#### A run of records:
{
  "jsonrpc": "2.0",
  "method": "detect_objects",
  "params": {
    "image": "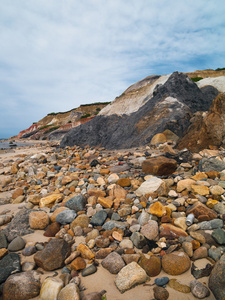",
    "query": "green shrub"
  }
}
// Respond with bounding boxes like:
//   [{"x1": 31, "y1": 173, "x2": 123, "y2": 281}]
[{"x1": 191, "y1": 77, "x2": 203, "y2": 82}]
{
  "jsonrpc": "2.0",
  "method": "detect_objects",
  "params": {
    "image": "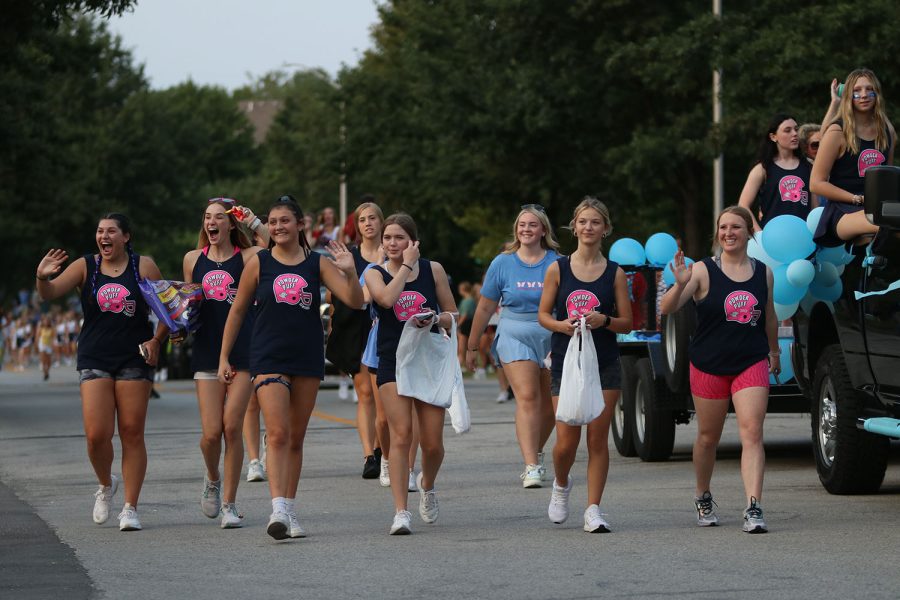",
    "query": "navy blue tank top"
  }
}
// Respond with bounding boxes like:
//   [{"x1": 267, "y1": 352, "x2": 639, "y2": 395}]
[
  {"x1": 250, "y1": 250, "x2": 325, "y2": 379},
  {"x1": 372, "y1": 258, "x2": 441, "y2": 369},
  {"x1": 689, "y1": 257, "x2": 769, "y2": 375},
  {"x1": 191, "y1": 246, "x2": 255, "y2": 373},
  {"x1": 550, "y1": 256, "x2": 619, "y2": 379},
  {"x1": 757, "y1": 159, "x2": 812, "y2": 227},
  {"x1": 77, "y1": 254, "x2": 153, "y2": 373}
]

#### The problem:
Report every line of the data above that contains the string "query". Give each line in full.

#### Final result:
    "query": "green shrub"
    "query": "navy blue tank top"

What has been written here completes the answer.